| EXERCISE DESCRIPTION |
Find every line in the data below that contains the string "paved", and copy each of those lines.

━━ EXERCISE INPUT

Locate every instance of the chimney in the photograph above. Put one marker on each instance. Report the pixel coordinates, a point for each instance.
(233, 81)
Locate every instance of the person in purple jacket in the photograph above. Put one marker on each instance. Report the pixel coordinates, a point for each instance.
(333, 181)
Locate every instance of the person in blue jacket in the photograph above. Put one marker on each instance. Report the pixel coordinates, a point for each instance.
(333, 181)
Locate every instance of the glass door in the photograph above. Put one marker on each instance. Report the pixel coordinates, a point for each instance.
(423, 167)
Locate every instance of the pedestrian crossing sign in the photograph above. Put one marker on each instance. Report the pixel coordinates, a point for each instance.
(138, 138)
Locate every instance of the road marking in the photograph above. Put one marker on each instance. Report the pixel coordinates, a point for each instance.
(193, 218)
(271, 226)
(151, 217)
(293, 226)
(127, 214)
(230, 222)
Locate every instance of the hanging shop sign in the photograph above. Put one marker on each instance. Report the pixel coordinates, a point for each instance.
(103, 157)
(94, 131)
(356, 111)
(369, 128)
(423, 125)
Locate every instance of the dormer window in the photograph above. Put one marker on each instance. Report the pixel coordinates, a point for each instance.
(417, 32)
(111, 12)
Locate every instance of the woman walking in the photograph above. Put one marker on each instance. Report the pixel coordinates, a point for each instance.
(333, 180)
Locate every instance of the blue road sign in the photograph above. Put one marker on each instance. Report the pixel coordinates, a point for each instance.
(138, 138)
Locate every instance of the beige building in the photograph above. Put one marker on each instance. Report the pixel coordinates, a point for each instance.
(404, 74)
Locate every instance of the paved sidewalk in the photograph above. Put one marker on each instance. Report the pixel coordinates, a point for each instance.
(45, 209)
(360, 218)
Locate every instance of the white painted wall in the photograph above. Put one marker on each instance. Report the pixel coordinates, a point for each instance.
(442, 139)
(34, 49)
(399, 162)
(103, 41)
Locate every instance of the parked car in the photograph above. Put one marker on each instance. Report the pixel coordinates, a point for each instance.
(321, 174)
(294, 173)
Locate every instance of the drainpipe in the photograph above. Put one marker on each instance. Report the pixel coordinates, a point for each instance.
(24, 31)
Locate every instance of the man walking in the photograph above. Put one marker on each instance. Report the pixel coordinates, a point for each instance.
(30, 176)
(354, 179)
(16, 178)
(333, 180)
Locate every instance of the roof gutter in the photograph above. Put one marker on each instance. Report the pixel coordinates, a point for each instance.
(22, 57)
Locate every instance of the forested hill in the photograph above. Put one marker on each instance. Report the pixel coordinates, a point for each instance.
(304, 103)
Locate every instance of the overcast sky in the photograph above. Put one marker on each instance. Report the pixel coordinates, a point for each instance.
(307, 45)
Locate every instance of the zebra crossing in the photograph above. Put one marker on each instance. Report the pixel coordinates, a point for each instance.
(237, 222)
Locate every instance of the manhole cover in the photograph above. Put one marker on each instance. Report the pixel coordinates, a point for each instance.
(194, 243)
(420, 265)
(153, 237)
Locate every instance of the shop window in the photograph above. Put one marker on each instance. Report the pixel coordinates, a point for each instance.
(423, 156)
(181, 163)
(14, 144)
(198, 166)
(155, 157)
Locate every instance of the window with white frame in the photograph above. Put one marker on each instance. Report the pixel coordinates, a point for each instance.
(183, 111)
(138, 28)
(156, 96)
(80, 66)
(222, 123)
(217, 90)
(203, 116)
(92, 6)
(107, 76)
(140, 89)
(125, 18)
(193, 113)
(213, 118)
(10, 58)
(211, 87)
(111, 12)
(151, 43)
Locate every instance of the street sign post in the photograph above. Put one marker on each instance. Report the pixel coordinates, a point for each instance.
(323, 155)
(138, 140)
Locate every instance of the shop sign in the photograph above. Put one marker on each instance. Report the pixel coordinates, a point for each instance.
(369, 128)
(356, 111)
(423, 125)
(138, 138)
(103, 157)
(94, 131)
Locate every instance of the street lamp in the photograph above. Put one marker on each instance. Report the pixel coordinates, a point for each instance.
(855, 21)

━━━━
━━ EXERCISE INPUT

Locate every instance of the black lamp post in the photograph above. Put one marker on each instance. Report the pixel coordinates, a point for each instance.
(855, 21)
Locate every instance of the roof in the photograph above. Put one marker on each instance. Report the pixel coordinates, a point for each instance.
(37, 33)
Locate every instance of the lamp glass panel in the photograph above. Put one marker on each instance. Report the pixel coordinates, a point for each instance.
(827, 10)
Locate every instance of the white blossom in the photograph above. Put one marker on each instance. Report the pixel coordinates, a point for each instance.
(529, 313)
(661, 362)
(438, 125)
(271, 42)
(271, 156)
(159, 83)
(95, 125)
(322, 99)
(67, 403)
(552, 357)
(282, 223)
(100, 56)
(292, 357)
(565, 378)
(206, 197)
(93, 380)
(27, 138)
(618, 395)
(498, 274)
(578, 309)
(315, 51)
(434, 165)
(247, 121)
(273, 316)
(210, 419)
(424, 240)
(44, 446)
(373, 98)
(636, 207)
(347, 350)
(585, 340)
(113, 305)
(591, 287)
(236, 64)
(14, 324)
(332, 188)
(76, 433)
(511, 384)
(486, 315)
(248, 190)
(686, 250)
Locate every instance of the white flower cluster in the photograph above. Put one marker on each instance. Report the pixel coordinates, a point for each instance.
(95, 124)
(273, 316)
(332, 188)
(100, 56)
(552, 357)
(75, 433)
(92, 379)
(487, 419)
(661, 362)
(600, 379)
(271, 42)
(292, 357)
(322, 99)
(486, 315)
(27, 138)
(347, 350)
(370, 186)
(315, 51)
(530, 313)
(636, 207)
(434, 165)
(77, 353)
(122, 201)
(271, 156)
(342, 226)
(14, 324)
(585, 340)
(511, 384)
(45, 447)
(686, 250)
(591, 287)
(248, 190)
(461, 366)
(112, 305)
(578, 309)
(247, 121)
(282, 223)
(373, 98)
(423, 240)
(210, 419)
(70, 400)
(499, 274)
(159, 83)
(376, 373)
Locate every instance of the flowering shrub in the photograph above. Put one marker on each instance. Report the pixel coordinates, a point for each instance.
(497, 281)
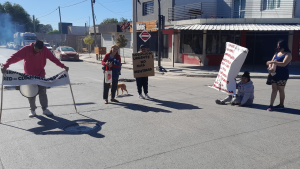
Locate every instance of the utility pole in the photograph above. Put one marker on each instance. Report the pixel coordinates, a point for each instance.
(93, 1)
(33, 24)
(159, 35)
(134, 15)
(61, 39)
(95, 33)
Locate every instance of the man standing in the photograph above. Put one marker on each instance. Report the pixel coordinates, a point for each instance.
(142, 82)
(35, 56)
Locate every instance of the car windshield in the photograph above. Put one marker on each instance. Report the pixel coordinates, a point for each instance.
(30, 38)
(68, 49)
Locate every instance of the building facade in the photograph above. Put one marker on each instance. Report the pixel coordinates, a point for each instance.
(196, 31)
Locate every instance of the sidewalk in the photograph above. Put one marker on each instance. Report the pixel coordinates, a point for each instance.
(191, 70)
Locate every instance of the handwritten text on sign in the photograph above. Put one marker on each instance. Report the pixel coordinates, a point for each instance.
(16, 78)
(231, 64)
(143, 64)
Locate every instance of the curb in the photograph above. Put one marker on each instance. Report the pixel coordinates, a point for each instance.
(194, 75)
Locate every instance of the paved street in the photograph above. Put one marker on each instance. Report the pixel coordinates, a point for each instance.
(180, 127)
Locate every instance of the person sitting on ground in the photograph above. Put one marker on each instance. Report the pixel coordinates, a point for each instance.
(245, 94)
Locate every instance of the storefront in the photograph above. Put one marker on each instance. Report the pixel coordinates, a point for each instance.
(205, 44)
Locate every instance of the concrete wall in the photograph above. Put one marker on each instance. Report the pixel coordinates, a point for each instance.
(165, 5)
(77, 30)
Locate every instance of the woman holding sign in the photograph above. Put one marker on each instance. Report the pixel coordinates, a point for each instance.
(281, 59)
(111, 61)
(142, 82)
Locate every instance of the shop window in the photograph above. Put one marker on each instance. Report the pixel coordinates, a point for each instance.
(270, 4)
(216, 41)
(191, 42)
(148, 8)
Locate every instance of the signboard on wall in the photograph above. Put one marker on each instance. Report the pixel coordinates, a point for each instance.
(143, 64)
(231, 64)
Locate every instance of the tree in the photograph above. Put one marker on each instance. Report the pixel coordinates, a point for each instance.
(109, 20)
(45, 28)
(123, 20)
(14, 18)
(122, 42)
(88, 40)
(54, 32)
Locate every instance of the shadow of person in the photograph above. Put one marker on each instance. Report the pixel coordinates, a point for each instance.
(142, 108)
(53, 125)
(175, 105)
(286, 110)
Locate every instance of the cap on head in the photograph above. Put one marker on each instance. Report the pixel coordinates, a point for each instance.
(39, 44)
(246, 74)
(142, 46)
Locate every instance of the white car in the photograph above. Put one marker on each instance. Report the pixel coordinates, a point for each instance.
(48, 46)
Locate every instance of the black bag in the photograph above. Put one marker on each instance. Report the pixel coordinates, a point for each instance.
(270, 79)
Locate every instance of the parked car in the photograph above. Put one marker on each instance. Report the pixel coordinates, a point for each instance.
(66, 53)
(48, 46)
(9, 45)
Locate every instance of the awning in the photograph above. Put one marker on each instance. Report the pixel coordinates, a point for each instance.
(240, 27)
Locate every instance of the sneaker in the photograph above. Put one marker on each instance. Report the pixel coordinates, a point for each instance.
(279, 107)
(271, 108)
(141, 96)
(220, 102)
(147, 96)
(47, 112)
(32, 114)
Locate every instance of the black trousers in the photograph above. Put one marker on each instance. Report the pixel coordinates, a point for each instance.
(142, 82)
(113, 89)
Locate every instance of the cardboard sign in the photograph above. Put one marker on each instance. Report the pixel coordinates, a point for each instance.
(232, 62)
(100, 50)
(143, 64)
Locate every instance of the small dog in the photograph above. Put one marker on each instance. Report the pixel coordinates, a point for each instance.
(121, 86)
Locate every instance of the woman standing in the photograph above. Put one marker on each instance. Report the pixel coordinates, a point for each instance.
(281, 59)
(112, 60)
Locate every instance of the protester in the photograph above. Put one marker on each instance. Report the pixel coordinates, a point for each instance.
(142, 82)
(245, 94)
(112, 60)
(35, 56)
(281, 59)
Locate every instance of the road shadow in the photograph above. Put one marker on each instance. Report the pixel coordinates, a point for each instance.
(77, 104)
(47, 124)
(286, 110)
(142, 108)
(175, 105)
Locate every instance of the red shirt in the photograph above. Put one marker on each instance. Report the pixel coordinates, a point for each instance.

━━━━
━━ EXERCISE INPUT

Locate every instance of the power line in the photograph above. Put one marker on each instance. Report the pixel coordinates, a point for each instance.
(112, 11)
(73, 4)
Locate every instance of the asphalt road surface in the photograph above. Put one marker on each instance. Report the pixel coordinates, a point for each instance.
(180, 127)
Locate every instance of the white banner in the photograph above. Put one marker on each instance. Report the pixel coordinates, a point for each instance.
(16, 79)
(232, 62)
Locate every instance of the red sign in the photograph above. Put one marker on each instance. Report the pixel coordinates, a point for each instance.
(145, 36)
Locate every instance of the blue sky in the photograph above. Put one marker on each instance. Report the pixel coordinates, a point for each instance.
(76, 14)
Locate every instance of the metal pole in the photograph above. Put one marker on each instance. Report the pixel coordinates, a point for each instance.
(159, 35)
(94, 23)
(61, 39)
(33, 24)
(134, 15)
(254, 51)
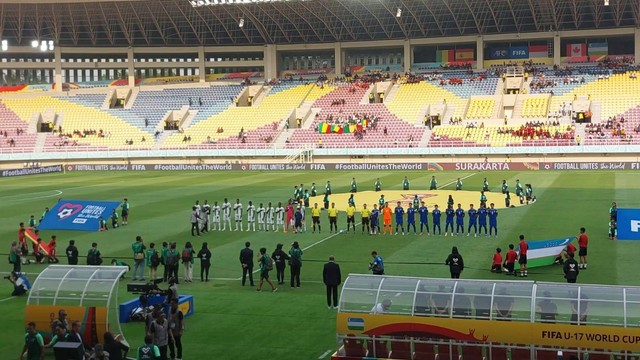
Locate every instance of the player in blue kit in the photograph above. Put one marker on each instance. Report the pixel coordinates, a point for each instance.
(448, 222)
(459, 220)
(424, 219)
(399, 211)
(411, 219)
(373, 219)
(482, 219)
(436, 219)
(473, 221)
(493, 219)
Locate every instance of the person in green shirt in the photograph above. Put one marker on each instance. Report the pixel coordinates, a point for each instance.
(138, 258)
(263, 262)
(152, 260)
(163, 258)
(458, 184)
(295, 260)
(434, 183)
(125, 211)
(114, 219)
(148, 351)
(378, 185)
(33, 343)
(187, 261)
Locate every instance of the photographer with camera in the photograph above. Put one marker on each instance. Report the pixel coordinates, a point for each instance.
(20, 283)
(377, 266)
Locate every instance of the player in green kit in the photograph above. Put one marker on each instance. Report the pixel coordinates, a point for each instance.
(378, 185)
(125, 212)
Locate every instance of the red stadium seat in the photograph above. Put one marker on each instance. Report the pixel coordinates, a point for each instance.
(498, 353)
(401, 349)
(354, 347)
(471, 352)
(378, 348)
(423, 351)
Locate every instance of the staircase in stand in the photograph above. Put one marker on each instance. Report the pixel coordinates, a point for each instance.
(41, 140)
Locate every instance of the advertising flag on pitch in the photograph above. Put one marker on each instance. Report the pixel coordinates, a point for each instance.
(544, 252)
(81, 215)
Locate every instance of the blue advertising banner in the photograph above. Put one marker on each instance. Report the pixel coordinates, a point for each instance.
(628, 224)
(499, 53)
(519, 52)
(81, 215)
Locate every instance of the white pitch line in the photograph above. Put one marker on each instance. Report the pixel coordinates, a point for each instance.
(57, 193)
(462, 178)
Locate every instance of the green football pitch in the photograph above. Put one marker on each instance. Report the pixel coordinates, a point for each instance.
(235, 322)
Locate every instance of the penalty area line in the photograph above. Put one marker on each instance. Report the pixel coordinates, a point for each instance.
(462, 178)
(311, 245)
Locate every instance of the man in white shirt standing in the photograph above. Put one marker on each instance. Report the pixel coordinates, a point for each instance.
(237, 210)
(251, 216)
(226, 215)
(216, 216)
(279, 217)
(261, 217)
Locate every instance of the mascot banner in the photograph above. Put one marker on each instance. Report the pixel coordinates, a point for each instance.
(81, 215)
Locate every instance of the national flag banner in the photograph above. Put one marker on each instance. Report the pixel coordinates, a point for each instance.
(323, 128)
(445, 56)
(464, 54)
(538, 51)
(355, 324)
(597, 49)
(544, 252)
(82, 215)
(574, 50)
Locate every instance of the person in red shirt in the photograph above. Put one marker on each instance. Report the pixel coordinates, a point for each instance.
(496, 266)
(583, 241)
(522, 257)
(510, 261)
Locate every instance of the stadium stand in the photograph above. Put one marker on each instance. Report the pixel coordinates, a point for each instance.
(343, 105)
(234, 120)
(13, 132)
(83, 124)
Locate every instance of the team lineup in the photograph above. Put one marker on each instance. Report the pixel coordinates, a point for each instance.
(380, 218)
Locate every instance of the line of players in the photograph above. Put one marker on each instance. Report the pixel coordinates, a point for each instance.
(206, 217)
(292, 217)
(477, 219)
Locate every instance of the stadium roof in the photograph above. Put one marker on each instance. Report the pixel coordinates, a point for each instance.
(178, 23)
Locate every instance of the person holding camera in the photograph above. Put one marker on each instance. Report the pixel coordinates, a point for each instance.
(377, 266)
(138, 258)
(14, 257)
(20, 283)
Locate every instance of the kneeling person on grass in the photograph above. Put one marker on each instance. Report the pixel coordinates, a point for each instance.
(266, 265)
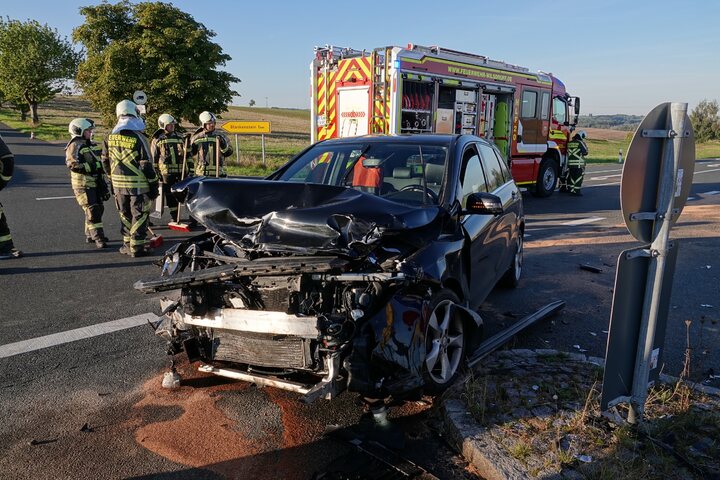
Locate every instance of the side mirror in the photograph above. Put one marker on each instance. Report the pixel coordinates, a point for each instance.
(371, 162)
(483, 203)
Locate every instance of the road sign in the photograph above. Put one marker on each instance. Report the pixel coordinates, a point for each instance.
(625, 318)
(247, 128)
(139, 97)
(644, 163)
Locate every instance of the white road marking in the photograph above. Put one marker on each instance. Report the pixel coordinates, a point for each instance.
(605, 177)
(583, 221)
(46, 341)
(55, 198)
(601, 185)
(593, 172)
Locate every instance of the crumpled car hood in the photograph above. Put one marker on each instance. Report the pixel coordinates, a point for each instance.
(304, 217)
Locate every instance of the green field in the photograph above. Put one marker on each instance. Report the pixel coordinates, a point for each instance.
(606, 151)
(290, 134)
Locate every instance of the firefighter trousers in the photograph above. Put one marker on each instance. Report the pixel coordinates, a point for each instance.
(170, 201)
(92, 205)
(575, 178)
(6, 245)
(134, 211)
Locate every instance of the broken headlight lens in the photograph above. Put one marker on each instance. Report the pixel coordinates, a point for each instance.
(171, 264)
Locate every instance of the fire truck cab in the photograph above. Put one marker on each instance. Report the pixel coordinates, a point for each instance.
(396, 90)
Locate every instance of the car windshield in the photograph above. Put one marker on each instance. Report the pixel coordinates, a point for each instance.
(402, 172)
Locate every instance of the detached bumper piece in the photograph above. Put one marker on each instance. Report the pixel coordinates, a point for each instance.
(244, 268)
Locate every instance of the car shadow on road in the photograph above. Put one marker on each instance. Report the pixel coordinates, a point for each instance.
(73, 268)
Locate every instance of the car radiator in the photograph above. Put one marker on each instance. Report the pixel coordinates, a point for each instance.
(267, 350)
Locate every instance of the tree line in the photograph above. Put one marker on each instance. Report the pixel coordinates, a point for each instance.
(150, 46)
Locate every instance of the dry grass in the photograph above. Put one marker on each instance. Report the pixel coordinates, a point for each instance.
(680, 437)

━━━━

| RESULT FOR THIS TASK |
Locate every instance of the paved sidewalk in the photograph above. Put one marker on each instance. Report the pixel coordinates, a point for each instance.
Locate every instance of the paved street in the photograph above. Put one marker on each instance. Report the pixel coordinates, a point for each instance.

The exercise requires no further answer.